Written task: Pick out each line of the material below that contains the word "negative", and copy those lines in full.

'''

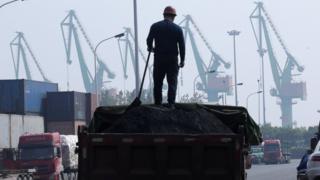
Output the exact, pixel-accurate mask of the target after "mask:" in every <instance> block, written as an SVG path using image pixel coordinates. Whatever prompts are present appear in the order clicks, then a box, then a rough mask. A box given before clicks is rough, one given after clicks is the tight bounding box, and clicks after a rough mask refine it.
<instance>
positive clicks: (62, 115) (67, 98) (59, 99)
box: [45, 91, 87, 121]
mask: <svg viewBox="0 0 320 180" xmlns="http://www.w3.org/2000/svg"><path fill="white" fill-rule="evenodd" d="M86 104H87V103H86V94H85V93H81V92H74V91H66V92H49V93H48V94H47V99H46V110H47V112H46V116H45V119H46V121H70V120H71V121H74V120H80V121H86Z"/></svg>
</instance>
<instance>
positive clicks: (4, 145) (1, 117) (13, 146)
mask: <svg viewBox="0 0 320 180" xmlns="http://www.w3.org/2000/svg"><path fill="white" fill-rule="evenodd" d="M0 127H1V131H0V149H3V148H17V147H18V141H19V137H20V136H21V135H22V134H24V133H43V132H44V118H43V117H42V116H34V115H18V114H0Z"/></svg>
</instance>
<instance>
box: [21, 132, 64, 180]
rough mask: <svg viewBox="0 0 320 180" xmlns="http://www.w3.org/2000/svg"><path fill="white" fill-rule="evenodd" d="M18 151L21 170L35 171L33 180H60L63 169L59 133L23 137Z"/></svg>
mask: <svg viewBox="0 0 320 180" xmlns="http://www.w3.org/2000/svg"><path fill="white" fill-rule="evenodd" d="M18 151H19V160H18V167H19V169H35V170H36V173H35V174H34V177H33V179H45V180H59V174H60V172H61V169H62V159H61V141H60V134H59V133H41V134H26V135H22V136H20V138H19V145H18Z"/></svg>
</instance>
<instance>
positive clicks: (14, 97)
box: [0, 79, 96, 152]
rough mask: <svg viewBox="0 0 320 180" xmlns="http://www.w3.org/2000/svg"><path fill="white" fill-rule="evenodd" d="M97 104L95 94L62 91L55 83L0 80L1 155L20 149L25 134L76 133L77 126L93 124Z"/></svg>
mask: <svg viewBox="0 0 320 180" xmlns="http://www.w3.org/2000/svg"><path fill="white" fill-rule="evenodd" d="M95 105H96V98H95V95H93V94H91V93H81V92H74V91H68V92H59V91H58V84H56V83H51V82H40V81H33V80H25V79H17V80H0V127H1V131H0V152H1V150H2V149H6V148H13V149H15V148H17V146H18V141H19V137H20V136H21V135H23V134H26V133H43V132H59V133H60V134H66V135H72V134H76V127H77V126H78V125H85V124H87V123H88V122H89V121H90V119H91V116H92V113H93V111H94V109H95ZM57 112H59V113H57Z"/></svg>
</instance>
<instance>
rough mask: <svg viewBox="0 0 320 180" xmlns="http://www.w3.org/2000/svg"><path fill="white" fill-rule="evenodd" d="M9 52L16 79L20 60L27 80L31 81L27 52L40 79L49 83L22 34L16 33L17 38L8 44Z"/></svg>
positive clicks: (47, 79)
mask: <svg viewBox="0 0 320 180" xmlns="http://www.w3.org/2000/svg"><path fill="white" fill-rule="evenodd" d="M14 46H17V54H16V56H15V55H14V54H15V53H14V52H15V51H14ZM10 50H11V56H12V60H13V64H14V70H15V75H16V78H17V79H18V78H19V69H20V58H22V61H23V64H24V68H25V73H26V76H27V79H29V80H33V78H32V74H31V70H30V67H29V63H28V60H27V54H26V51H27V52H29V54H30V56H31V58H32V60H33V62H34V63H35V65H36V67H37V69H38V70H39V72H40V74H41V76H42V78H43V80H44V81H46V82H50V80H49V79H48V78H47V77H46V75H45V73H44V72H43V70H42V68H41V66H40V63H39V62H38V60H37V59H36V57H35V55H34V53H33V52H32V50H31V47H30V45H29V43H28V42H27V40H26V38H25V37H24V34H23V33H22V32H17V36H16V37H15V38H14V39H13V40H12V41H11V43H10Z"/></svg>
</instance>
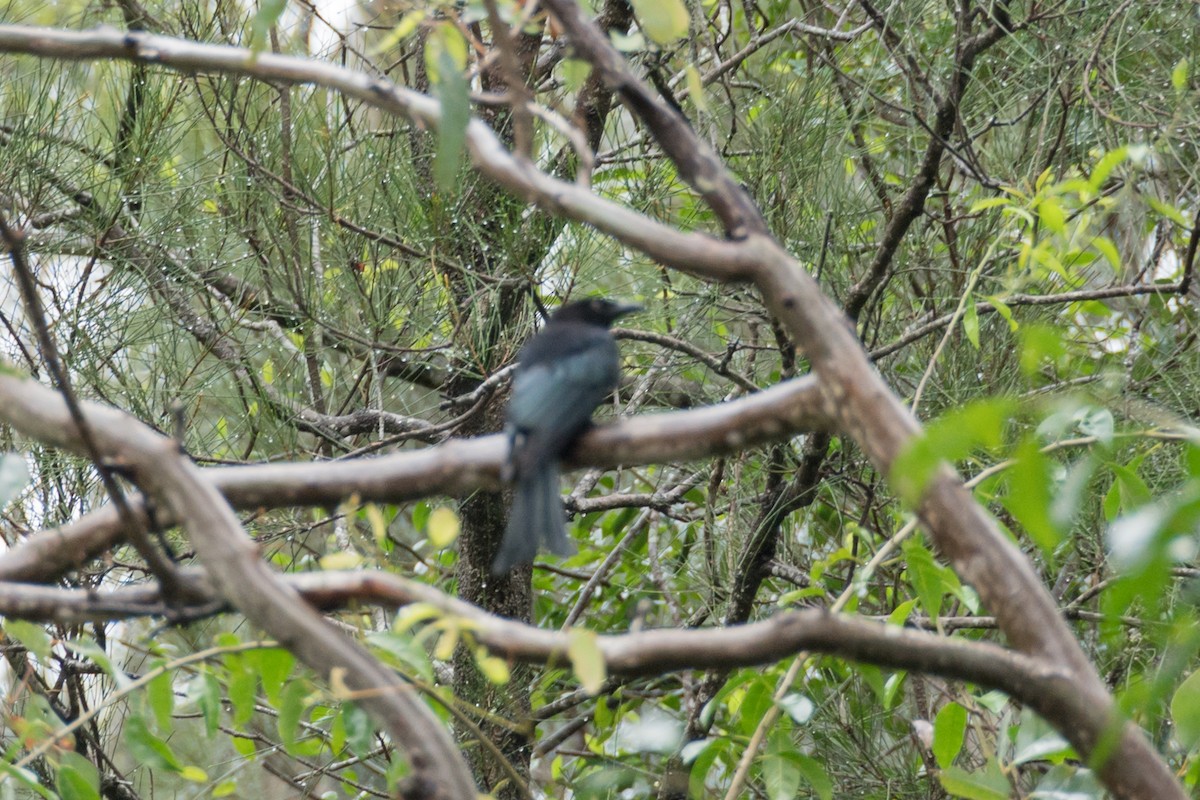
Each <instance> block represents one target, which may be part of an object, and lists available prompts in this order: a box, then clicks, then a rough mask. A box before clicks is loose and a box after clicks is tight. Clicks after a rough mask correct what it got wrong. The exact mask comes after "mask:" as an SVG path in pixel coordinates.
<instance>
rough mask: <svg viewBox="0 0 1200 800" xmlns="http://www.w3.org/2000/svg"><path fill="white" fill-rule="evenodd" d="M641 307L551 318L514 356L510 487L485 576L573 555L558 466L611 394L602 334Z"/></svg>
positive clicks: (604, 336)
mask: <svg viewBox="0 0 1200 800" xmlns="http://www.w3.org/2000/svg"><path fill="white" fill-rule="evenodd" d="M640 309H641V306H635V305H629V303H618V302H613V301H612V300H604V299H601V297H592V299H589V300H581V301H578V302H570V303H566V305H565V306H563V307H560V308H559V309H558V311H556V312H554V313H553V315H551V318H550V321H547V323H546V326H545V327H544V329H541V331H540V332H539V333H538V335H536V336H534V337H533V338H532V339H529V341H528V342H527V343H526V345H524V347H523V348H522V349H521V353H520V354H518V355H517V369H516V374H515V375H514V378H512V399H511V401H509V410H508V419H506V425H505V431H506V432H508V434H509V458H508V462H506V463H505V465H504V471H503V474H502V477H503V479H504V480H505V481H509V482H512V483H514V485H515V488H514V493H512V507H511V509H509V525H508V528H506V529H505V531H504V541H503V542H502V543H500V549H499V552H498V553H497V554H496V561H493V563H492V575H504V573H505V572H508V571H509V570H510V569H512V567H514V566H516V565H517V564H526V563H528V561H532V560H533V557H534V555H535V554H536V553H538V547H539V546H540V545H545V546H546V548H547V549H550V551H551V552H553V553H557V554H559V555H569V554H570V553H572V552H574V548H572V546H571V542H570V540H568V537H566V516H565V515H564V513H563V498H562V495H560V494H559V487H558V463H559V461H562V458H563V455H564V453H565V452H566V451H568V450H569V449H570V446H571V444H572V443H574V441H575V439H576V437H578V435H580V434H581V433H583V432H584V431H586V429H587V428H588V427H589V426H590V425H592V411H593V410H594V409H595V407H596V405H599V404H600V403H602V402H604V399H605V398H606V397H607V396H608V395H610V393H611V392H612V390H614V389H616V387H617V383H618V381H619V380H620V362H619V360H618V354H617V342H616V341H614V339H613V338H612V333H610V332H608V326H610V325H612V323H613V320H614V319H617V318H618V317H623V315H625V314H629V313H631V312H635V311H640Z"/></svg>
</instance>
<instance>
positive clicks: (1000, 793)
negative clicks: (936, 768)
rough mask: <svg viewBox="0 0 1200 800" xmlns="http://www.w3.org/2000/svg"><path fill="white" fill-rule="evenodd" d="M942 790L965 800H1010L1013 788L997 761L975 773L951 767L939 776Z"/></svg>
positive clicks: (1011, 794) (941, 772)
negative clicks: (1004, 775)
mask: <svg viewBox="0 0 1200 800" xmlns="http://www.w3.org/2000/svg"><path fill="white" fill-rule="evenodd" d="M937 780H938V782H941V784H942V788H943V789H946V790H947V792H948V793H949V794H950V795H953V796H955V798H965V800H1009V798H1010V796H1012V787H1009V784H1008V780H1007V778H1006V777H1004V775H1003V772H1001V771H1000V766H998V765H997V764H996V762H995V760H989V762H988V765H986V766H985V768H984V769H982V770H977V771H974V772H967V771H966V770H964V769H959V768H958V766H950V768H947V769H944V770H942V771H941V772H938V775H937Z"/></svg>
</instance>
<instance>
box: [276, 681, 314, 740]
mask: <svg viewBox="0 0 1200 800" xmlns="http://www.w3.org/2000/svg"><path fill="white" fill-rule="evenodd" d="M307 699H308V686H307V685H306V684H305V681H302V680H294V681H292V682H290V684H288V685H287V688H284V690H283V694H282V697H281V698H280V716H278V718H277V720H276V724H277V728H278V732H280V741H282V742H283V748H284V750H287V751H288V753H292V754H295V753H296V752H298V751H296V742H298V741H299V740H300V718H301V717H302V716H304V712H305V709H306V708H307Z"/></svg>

'''
'''

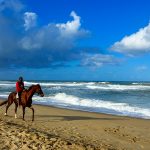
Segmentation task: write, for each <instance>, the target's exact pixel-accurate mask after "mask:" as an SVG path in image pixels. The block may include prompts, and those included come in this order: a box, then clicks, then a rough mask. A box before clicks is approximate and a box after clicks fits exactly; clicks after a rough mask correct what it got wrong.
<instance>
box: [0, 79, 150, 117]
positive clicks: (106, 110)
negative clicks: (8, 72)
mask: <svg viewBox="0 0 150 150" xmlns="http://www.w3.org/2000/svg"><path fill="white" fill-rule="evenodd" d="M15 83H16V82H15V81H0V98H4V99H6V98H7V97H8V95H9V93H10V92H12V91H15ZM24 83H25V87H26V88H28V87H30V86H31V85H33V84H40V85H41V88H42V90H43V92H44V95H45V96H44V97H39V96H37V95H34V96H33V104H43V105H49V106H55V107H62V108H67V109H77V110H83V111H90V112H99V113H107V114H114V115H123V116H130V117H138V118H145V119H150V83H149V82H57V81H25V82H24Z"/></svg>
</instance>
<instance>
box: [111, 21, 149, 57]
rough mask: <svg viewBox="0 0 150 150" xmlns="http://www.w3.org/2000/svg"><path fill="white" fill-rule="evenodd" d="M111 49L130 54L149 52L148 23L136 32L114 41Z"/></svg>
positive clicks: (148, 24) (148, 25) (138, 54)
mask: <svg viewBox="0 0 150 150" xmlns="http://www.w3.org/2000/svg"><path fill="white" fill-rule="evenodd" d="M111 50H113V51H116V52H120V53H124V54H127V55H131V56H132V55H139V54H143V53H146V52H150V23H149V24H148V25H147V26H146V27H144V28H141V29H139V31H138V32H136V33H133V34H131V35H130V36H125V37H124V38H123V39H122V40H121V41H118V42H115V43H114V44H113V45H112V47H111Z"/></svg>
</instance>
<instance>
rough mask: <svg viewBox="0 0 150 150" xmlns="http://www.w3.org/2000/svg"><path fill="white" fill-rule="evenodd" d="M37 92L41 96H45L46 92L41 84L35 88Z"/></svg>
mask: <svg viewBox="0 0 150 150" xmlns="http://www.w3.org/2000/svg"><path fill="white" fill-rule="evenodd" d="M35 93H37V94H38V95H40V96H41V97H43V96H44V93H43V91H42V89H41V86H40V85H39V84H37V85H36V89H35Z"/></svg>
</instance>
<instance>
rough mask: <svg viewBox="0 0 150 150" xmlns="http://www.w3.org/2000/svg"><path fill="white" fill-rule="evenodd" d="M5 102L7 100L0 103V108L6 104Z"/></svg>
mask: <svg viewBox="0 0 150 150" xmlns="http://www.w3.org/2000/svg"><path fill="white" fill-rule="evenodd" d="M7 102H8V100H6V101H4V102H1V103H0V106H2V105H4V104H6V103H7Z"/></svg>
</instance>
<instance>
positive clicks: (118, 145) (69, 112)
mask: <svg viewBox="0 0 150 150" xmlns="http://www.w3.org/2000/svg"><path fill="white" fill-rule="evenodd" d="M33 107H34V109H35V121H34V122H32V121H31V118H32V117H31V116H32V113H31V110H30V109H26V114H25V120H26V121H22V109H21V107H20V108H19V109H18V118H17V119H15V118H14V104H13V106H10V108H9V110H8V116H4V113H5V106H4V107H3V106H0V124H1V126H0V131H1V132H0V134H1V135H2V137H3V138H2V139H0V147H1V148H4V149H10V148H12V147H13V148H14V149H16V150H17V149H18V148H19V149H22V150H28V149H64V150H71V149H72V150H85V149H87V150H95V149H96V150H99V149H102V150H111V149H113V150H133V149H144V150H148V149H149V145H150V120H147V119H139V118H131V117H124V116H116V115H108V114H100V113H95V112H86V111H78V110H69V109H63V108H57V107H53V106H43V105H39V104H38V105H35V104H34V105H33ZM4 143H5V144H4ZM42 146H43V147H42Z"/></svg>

'''
'''

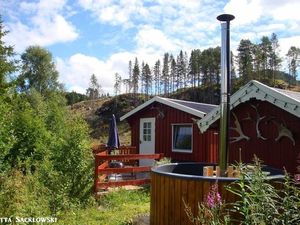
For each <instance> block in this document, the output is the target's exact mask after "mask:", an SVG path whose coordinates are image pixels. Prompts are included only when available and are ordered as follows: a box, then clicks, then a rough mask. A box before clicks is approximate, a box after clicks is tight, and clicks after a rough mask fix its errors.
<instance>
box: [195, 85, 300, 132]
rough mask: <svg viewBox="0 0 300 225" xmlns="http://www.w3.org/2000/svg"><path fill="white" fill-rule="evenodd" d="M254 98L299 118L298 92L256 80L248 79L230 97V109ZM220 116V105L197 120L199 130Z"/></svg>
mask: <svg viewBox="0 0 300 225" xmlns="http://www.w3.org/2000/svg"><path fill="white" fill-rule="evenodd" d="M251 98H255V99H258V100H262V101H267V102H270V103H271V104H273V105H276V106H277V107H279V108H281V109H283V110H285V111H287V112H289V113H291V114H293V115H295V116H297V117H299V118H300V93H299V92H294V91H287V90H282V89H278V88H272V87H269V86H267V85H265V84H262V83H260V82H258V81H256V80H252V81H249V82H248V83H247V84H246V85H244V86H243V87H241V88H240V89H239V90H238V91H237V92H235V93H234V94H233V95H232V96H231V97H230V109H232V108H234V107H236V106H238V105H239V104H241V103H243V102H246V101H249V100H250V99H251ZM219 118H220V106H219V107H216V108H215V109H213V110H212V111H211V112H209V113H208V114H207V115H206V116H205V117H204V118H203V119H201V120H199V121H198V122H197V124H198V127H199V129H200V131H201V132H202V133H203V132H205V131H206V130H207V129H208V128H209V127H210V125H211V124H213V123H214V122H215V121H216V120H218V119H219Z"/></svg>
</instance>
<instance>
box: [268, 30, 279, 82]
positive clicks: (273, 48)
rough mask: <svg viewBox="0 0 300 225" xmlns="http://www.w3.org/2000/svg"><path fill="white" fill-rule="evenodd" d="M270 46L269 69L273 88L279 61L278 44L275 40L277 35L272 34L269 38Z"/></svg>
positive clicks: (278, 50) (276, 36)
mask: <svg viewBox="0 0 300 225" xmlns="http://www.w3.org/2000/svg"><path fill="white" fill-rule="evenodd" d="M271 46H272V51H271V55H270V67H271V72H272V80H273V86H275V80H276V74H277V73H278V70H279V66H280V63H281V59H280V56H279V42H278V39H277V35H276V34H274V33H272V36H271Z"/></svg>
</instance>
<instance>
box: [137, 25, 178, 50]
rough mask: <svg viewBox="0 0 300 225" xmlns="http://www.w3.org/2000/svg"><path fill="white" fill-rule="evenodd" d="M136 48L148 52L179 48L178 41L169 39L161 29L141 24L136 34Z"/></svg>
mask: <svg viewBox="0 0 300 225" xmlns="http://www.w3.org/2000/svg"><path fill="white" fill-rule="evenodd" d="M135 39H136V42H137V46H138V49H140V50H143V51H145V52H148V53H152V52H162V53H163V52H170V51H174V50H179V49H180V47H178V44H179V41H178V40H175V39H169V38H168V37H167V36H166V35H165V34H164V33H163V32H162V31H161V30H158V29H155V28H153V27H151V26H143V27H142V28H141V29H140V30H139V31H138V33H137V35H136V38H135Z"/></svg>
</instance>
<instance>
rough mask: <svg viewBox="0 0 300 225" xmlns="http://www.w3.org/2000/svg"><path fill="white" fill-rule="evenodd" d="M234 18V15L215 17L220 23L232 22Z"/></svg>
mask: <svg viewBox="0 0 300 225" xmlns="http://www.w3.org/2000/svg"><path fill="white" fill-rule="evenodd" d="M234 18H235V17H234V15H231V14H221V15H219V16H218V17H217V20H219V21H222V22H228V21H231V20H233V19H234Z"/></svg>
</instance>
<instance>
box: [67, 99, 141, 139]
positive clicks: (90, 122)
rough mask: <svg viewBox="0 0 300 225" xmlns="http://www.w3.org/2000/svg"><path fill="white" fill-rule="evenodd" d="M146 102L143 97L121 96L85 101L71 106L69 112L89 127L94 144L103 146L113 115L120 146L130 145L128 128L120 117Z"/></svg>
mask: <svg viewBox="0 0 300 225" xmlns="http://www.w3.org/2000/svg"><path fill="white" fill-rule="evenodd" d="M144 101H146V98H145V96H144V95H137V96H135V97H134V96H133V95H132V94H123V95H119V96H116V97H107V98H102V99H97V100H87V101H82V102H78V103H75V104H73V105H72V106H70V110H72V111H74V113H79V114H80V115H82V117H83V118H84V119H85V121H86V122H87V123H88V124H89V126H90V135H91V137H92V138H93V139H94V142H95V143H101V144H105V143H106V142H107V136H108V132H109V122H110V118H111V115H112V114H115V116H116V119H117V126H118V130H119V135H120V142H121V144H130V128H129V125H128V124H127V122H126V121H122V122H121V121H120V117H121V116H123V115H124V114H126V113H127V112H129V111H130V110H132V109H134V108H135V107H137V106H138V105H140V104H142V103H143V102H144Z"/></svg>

'''

Result:
negative clicks: (936, 768)
negative clicks: (1004, 775)
negative clicks: (8, 72)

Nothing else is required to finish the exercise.